• Задание A:
Перечислите все строки, в которых встречается слово «light».

Нет худа без добра. Чисто интуитивно, импровизационно, к радости чутких художников, что объединились в работе над фильмом, стала выстраиваться новая тема. Она-то и вывела комедийную историю на широкое поле размышлений о судьбах уже не отдельных, случайно встреченных людей, но социальных и нравственных категорий. И в фильме сразу возник тот воздух, который необходим зрителю для самостоятельной работы ума и души.
Тема эта - поиски нравственного родства. Мы все время ищем: что толкает Платона и Веру друг к другу? Что их объединяет и делает в конечном итоге друг другу - необходимыми? Ведь они такие разные. Жизнь, которую ведет Платон у себя в столице, кажется вокзальной официантке из Заступинска сладким сном: гастроли, подруга в Алжир улетает, жену по телевизору показывают - "ой, для меня все это… прямо как жизнь на Луне… А я чаевые беру, гарниры со столов собираю, каждый третий норовит… с нами, официантками, не церемонятся… вот и вы уже стали мне "тыкать"…".
И все-таки в этом их нехитром празднике, в этом вечере за ресторанным столиком, где она - впервые - гостья, и ее обслуживают, и с ней танцуют - есть что-то настоящее, щемяще горькое. Это "что-то" уже давно истребило в их отношениях всякий вкус флирта и даже рискованную, уязвимую для строгих ревнителей нравственности сцену в пустом ночном вагоне позволяет нам принять с пониманием и острым сочувствием.

• Извлечённые данные:
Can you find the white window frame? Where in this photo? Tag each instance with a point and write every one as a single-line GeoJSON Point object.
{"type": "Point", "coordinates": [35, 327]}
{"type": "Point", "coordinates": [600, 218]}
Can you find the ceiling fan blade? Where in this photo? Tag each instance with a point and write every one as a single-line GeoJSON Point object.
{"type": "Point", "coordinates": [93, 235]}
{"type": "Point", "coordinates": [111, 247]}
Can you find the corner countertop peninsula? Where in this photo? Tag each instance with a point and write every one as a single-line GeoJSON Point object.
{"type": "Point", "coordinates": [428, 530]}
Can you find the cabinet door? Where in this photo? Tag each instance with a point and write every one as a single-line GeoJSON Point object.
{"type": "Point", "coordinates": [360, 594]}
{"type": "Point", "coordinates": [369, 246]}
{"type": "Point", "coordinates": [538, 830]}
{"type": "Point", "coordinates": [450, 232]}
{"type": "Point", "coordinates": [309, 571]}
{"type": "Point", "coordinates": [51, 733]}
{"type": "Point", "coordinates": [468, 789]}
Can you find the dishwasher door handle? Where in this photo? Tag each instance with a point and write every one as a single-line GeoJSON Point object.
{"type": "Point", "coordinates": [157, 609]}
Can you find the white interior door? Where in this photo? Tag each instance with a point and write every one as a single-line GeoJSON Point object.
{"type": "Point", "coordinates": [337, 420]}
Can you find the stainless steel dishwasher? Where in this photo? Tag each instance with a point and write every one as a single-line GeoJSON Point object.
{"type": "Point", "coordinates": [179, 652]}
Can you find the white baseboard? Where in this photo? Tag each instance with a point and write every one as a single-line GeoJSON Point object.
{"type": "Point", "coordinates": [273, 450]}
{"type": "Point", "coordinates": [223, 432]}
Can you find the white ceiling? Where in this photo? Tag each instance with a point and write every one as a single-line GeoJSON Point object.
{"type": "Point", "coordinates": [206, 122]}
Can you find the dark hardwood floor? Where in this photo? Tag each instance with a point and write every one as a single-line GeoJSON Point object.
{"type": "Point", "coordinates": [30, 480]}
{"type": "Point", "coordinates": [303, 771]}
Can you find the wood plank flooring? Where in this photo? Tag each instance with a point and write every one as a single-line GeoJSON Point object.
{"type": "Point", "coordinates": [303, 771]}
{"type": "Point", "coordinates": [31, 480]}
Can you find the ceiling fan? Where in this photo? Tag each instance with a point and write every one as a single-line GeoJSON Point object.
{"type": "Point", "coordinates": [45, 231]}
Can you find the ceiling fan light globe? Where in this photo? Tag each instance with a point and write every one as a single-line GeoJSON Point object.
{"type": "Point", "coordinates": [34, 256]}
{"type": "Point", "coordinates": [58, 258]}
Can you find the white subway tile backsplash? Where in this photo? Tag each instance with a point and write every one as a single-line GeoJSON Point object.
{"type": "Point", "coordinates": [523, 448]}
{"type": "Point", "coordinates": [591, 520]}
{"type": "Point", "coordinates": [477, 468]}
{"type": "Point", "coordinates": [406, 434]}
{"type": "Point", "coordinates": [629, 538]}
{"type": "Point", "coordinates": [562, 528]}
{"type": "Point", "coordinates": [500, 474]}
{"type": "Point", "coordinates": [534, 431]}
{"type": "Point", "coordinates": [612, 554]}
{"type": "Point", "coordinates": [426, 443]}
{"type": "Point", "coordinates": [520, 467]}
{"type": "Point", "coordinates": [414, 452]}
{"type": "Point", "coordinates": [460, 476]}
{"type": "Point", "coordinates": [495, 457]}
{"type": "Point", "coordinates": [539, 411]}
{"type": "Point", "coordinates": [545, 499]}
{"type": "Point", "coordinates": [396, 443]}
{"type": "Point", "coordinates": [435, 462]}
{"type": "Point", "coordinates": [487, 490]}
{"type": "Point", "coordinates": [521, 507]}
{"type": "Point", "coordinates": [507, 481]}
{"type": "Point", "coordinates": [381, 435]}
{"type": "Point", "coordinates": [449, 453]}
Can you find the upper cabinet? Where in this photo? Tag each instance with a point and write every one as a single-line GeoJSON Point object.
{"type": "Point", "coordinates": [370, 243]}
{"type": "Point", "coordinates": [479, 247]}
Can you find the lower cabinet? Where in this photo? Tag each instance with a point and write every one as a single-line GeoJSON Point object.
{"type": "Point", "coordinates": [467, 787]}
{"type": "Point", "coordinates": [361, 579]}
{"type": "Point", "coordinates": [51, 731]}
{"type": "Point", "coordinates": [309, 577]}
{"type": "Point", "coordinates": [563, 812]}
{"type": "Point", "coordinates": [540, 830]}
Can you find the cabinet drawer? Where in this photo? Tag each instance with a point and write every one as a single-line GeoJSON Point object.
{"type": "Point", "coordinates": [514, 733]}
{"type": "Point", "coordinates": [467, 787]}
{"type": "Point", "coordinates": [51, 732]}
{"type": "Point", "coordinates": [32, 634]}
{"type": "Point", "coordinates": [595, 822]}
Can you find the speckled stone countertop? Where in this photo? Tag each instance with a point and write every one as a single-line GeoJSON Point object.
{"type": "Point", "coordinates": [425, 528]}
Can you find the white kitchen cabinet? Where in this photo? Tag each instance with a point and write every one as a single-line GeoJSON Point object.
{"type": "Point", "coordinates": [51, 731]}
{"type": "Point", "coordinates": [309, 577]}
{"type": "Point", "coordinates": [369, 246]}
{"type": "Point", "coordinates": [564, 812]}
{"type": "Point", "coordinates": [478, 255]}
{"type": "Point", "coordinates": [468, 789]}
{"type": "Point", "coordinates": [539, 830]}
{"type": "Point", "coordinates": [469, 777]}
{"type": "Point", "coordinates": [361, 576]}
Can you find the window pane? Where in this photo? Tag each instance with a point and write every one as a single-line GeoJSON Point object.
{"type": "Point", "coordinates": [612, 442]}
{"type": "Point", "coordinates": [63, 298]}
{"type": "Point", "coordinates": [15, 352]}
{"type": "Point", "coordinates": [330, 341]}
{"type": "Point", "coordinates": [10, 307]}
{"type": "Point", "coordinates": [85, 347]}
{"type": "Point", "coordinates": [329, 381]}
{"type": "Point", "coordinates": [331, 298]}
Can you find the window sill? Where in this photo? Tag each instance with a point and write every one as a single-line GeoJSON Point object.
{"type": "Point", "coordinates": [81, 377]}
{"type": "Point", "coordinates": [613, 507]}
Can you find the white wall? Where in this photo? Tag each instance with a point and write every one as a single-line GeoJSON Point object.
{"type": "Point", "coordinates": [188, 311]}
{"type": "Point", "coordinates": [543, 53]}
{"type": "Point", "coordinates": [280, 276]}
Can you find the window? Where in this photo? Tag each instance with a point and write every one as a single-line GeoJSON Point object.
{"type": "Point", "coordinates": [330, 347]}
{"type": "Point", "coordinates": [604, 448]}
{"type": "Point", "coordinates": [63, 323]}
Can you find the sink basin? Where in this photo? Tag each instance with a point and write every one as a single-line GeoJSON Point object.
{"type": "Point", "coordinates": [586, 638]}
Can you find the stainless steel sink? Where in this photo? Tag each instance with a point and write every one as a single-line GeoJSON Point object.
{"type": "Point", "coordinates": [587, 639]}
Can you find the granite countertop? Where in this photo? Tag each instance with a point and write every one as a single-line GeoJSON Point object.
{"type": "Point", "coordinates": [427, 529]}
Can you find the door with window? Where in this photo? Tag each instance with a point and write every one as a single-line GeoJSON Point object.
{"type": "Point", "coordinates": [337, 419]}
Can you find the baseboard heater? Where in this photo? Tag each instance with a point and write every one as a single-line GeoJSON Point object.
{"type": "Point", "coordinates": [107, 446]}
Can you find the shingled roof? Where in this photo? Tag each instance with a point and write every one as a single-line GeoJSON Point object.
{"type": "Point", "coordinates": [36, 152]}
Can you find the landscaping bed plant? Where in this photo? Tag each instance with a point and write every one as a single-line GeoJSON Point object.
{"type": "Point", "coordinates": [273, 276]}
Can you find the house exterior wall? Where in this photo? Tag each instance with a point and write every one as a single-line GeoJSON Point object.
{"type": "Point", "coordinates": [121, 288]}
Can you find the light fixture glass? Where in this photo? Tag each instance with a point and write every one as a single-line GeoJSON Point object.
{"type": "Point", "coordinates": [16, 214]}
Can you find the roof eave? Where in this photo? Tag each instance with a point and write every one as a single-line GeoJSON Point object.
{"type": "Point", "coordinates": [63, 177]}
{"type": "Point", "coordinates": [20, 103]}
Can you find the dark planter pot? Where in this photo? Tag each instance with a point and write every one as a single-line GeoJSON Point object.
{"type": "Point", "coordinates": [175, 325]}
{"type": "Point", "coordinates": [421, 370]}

• Задание B:
Скопируйте часть текста о фильме, начав с места, где стоят слова «Нет худа без», и остановившись после слов «ума и души.».

• Правильный ответ A:
Can you find the ceiling fan light globe? Where in this photo? Tag each instance with a point and write every one as a single-line GeoJSON Point object.
Can you find the light fixture glass? Where in this photo? Tag each instance with a point and write every one as a single-line GeoJSON Point object.

• Правильный ответ B:
Нет худа без добра. Чисто интуитивно, импровизационно, к радости чутких художников, что объединились в работе над фильмом, стала выстраиваться новая тема. Она-то и вывела комедийную историю на широкое поле размышлений о судьбах уже не отдельных, случайно встреченных людей, но социальных и нравственных категорий. И в фильме сразу возник тот воздух, который необходим зрителю для самостоятельной работы ума и души.